((

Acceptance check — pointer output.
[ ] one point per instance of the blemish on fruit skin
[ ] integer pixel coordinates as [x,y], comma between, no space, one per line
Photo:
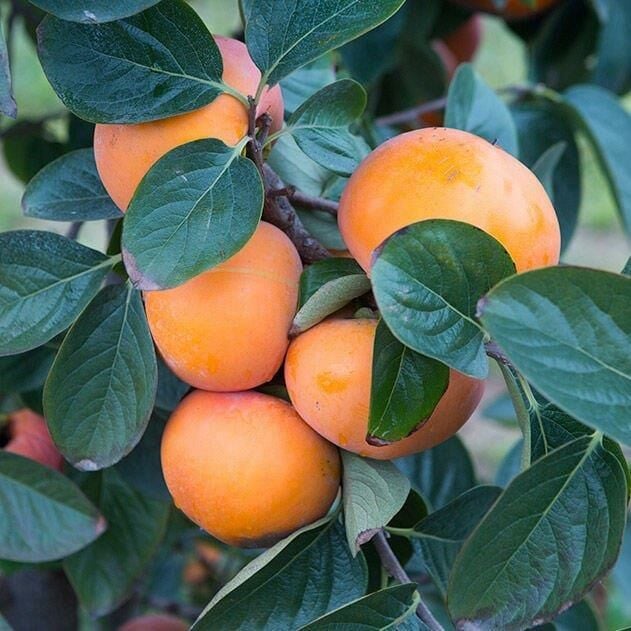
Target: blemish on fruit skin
[331,383]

))

What you will do
The response must repeat all the lines above exactly and include no pictures.

Exercise solution
Acceptance check — pointer output.
[ ] one point per instance of the blemish on fruit skin
[ ] integer pixel coordinates as [x,y], comma between, no space, one per line
Photo:
Target: blemish on fruit skin
[331,383]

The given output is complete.